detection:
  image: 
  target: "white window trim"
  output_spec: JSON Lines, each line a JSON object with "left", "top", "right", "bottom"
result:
# # #
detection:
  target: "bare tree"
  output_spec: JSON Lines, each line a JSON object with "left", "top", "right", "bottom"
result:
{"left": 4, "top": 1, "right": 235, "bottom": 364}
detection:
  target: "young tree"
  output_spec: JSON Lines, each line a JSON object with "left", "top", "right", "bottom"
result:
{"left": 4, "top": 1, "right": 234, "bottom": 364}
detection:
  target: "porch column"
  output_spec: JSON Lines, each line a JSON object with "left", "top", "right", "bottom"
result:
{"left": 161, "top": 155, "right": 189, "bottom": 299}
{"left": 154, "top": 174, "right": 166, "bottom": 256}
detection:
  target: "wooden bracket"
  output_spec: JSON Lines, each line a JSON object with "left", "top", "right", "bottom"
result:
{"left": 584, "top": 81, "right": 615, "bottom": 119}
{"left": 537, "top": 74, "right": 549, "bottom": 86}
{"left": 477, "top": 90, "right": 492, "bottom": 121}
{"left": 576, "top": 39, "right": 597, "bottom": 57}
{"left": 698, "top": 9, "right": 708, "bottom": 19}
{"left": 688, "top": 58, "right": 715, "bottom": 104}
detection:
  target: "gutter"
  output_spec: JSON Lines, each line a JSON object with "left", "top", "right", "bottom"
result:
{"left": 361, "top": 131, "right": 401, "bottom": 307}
# # #
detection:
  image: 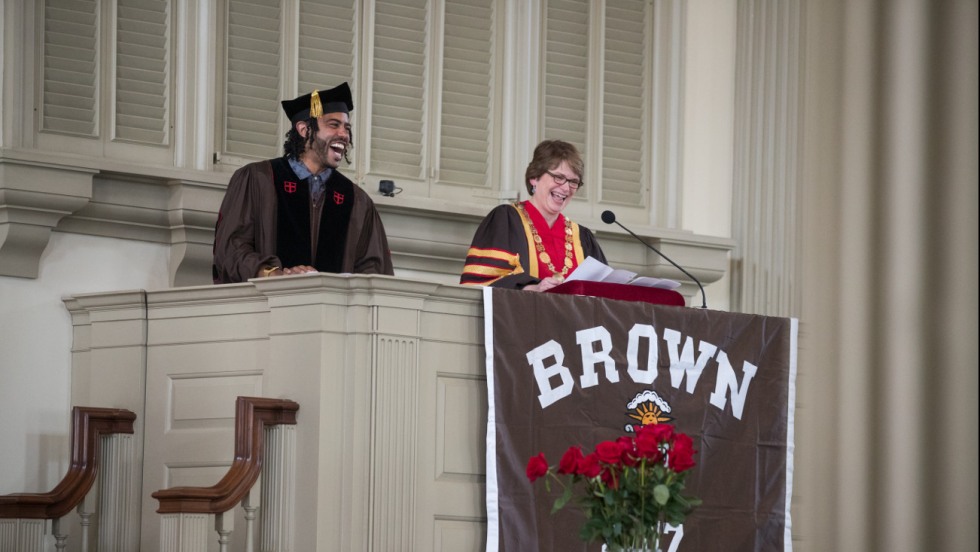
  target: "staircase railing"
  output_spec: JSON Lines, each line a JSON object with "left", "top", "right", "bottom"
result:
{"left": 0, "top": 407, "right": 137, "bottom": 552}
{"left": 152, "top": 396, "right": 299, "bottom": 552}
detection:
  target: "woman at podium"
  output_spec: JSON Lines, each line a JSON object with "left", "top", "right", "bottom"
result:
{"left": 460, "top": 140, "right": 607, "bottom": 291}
# # #
◆ WORK TO COMPLETE: Your answer should be a single number: the count of lines in these records that hold the string "target".

◆ RESULT OF THE TASK: 8